Below are several records. Retype exactly those lines running from the one with "Tell me where the black" through the one with "Tell me where the dark countertop", end lines included, and no others.

════════

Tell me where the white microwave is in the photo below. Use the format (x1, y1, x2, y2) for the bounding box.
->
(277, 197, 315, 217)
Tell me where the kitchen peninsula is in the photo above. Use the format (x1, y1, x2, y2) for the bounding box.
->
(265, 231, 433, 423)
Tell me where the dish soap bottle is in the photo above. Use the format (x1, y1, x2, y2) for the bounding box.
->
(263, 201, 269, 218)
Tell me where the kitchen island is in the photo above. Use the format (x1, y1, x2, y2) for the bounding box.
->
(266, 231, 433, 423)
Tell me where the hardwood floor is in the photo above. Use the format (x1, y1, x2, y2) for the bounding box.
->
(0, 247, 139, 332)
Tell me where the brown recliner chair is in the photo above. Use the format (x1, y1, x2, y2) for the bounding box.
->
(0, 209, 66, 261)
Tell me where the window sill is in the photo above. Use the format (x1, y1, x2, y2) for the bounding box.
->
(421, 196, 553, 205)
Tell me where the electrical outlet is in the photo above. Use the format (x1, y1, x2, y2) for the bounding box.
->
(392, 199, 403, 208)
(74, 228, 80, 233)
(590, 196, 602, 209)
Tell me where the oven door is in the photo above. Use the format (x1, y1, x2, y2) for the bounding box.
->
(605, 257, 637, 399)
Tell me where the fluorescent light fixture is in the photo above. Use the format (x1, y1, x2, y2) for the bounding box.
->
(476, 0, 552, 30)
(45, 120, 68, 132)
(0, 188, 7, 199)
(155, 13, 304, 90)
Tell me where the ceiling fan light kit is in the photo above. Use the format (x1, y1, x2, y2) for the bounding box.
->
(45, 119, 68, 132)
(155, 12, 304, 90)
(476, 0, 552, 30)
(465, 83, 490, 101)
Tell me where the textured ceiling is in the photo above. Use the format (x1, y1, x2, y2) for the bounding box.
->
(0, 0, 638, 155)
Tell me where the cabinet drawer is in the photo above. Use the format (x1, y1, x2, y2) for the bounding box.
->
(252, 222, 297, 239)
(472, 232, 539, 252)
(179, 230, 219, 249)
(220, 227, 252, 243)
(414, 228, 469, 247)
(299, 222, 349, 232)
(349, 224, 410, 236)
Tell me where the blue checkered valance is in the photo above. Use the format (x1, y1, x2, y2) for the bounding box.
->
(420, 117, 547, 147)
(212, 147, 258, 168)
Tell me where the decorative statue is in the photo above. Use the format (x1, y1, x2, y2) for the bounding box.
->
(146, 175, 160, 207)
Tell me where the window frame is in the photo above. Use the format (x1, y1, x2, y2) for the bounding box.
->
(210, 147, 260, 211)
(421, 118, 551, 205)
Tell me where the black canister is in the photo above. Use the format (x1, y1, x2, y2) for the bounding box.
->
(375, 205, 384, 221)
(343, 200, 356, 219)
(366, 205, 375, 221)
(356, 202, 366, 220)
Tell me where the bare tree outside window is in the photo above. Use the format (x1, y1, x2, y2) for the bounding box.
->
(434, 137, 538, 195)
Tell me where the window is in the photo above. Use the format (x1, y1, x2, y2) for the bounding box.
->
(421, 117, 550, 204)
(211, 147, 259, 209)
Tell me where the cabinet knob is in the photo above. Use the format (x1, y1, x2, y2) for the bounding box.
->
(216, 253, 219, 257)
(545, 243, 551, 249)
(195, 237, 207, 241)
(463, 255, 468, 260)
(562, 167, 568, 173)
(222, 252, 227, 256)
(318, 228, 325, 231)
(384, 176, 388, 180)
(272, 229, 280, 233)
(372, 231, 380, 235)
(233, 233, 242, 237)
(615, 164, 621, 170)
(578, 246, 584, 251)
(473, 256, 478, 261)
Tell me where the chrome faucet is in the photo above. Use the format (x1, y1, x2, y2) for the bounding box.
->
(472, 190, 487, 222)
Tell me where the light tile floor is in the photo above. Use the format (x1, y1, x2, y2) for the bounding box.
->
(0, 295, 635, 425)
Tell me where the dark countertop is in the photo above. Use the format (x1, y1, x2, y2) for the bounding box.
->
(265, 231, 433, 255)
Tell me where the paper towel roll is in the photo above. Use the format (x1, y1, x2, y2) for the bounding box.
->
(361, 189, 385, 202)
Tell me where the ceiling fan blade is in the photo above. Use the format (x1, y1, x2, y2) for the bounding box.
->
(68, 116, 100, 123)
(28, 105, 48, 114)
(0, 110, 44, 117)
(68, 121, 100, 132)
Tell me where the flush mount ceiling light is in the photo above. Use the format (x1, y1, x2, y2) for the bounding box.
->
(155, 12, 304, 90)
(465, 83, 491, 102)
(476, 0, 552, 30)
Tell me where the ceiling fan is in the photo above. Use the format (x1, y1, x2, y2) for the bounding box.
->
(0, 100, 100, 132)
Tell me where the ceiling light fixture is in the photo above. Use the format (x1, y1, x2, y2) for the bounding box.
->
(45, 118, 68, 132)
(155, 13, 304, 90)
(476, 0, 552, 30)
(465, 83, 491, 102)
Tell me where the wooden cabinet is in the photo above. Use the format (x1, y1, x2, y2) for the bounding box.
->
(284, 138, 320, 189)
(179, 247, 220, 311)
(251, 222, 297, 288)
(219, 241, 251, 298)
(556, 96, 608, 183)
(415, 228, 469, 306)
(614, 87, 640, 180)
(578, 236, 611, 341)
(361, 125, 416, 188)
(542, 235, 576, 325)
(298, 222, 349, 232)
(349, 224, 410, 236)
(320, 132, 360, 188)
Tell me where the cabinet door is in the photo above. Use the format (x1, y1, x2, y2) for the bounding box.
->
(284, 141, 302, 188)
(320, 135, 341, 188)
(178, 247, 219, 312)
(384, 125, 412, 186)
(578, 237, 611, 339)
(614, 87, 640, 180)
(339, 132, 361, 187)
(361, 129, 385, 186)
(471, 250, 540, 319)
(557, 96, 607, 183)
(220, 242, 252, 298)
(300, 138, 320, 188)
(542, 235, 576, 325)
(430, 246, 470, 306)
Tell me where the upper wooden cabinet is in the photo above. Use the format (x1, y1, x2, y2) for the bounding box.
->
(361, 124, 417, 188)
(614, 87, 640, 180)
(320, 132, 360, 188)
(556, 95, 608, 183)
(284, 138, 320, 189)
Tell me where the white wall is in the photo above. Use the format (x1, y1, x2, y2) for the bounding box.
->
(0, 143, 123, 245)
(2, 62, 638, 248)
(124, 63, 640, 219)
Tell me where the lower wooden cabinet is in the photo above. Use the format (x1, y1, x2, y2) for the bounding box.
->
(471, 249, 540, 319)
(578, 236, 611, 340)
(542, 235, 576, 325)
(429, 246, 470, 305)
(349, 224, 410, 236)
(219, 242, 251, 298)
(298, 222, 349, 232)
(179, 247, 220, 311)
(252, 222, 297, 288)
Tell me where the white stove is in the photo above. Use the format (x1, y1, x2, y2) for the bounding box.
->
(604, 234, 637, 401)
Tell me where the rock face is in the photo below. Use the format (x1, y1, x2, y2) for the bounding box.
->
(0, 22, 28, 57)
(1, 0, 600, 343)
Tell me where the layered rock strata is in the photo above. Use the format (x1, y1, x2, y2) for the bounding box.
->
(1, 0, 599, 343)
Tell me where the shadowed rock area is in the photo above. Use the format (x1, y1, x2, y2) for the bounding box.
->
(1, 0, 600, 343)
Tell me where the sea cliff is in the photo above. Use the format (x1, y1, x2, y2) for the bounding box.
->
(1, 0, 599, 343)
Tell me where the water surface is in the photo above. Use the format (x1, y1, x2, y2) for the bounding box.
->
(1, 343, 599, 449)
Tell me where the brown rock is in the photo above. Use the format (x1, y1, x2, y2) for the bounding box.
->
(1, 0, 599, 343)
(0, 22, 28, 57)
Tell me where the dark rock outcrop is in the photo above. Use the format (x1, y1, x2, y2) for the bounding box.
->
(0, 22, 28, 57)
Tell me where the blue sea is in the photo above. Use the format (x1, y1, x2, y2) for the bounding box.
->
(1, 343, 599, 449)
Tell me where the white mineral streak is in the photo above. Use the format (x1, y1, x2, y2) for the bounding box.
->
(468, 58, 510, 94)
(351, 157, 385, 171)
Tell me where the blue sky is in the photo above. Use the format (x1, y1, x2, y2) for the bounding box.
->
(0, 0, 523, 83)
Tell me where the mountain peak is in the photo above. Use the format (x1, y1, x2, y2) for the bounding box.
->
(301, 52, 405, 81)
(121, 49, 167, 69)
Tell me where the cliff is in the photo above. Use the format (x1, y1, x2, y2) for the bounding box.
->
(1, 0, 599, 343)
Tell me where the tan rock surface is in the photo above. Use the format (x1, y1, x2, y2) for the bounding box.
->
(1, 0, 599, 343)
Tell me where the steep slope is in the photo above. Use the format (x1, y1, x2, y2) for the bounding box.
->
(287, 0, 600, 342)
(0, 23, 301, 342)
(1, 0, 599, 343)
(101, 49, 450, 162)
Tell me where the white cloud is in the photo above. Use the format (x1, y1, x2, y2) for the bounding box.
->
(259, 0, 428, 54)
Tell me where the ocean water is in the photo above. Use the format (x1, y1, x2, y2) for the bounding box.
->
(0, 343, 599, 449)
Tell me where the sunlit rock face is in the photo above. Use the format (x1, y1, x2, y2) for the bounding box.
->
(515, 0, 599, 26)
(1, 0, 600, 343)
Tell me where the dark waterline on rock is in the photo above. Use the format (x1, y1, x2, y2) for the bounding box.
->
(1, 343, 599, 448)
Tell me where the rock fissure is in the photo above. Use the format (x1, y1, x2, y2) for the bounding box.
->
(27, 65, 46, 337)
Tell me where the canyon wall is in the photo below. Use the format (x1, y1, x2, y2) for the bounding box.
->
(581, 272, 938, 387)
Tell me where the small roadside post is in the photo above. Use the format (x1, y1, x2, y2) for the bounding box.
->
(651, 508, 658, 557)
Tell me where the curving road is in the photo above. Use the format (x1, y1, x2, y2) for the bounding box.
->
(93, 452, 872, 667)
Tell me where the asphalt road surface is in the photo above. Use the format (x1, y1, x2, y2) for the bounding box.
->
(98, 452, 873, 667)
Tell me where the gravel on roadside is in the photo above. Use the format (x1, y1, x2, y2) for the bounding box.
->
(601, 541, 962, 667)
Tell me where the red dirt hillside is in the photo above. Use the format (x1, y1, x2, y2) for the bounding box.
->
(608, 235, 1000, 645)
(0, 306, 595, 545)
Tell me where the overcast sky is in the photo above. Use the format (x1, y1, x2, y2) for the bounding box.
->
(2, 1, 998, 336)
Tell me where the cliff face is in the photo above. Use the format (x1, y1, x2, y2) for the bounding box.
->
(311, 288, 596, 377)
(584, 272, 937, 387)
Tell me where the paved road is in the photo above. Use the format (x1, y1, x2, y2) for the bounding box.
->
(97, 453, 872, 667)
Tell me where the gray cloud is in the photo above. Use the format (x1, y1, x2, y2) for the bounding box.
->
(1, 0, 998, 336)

════════

RESPONSE TO THIS TASK:
Tell me where the black canister is in the photo above. Use the format (x1, y1, x2, y2) for the bounding box.
->
(375, 205, 384, 221)
(343, 200, 356, 219)
(366, 205, 375, 221)
(356, 202, 366, 220)
Tell me where the bare tree outside window is in the photo above. Use the format (x1, y1, x2, y2) for the bounding box.
->
(434, 137, 538, 195)
Tell me where the window is in the photo above. Use the format (x1, y1, x2, y2) for the bounding box.
->
(421, 117, 550, 204)
(211, 147, 259, 209)
Tell me where the cabinet knob is in the photo above. Use the format (x1, y1, x2, y2) for the bounding box.
->
(216, 253, 219, 257)
(545, 243, 551, 249)
(195, 237, 207, 241)
(463, 255, 468, 260)
(562, 167, 568, 173)
(222, 252, 227, 256)
(318, 228, 325, 231)
(384, 176, 388, 180)
(272, 229, 280, 233)
(372, 231, 380, 235)
(233, 233, 242, 237)
(615, 164, 621, 170)
(578, 246, 584, 251)
(473, 256, 478, 261)
Tell me where the chrome faucet is in the photo above. Use the format (x1, y1, x2, y2) for the bounding box.
->
(472, 190, 487, 222)
Tell me where the light tile floor is in the photo above. Use the format (x1, y1, x2, y2) for the bounding box.
->
(0, 295, 635, 425)
Tell me where the dark countertop is in the photo above. Use the format (x1, y1, x2, y2) for the bounding box.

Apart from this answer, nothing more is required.